╭─ Page extract

A coin sensor 14 distinguishes whether the coin passing through coin guidance channel 11d is real money or a slug and judges its denomination. Coin sensor 14 may use any convenient conventional technology to distinguish good coins from false coins. For example, coin sensor 14 may use deviations in weight, magnetic properties, electrical conduction properties, or combinations of the above, and other properties, from the characteristics of good coins to decide whether a coin is good or false. Such detection capabilities are well known to those skilled in the art, and thus further detail thereof is omitted.
A memory 15 records the total value of good coins inserted thus far, using the number of good coins times their denominations detected by coin sensor 14.
A stopper controller 17 controls the opening and closing of coin collection stopper 12 and coin return stopper 13. Stopper controller 17 may include conventional solenoid and other electromechanical elements (not shown) for performing the opening and closing operations. Stopper controller 17 also includes an electronic circuit that emits operation signals based on data from memory 15.
In use, coin collection stopper 12 and coin return stopper 13 are originally closed, as shown in FIG. 2. Assume that the set monetary amount to be collected is 110 yen. When the user first inserts a 100 yen through coin insertion slot 11a, coin sensor 4 determines whether it is genuine or counterfeit, determines its denomination and, if the coin is genuine, this value is recorded in memory 15. The coin passes into coin holding chamber 11e, where it is held temporarily. If the inserted coin is not genuine, coin return stopper 13 immediately opens, and the fake coin is ejected into return tray 3.
If the 100-yen coin genuine and if 10-yen coin is inserted within a fixed time, its genuineness and denomination are determined as above. If the 10-yen coin is genuine, since the total amount agrees with the set amount of 110 yen, stopper controller 17 opens coin collection stopper 12. The 100 yen coin held in coin holding chamber 11e and the next-inserted 10 yen coin fall through collection slot 11b into coin container 2 and are collected.

╰─
╭─ Data excerpt

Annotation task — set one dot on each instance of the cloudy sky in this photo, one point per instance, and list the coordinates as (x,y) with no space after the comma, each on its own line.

╰─

Tasks to perform:
1/ According to the coin mechanism description, what happens right away when an inserted coin is not genuine?
2/ Continue the coin mechanism description from the point where it stops.

Results:
1/ Coin return stopper 13 opens immediately, and the fake coin is ejected into return tray 3.

2/
If the 10 yen coin is bogus, or if the second coin inserted brings the total amount inserted to a value exceeding 110 yen, stopper controller 17 opens coin return stopper 13. The 100 yen coin held in coin holding chamber 11e and the newly inserted coin are both ejected through return slot 11c into return tray 3. All coins in the holding chamber are returned under the following conditions:
(1) if the next-inserted coin is a 50 yen or 100 yen coin and the total amount together with the first-inserted 100 yen exceeds the set amount of 110 yen, or
(2) if, after the original 100 yen coin is inserted, a 10 yen coin is not inserted within a predetermined time, or
(3) a next-inserted coin is not genuine, or
(4) the first-inserted coin is not genuine.
In relation with the performance of coin sensor 14, if only 100 yen and 10 yen coins can be recognized and other coins such as 50, 5, and 1 yen coins cannot be distinguished, they may all be treated as unsuitable coins. When such unsuitable coins are inserted, coin return stopper 13 is opened to return them in the same way as fake coins.
If the set amount to be collected requires three or more coins, such as 120 yen or 210 yen, the inserted coins are temporarily held in coin holding chamber 11e until the inserted amount reaches the set amount.
The sequence in which the coin denominations are inserted does not matter. That is, if the set amount is, for example, 120 yen, coins may be inserted in the order 100 yen→10 yen→10 yen, or in the order 10 yen→100 yen→10 yen, or in the order 10 yen→10 yen→100 yen.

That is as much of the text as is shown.